DIRECTION:
Count the lines in the items below that contain the word "each", and reply with that number alone.

MATERIAL FOR THIS TASK:
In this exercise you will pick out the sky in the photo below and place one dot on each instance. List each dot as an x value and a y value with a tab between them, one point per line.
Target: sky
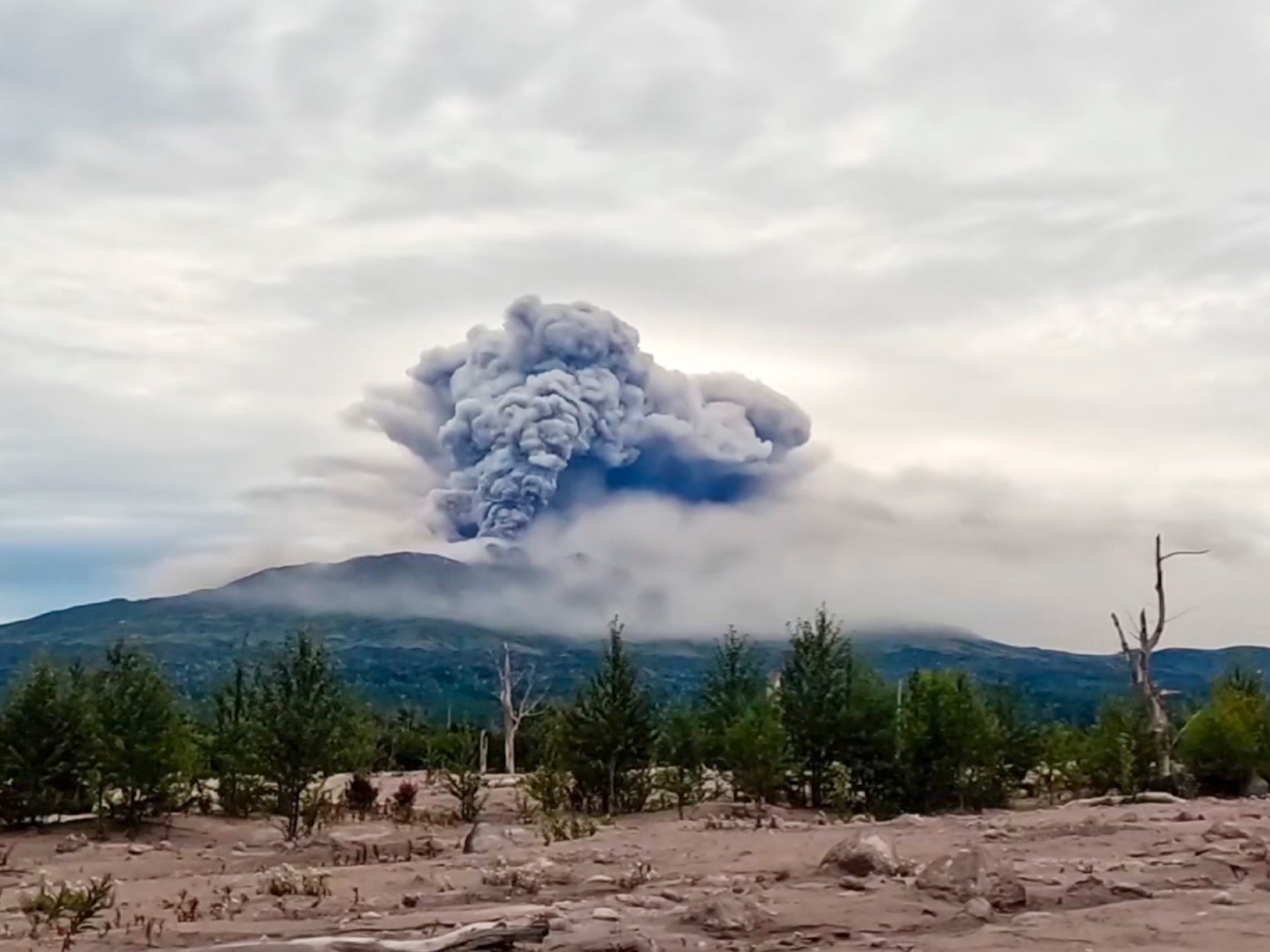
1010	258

* * *

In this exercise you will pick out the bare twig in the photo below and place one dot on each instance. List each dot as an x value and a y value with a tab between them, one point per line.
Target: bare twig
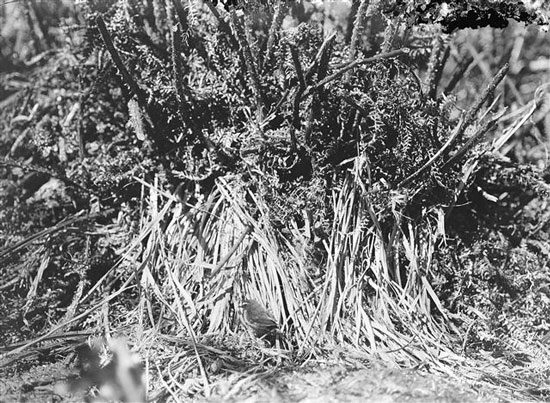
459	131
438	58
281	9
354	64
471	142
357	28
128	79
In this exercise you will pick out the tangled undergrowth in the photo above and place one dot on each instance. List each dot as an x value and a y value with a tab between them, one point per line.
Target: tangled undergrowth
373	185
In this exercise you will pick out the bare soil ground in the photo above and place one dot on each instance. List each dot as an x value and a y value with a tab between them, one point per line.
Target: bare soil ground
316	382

ANSWER BELOW:
4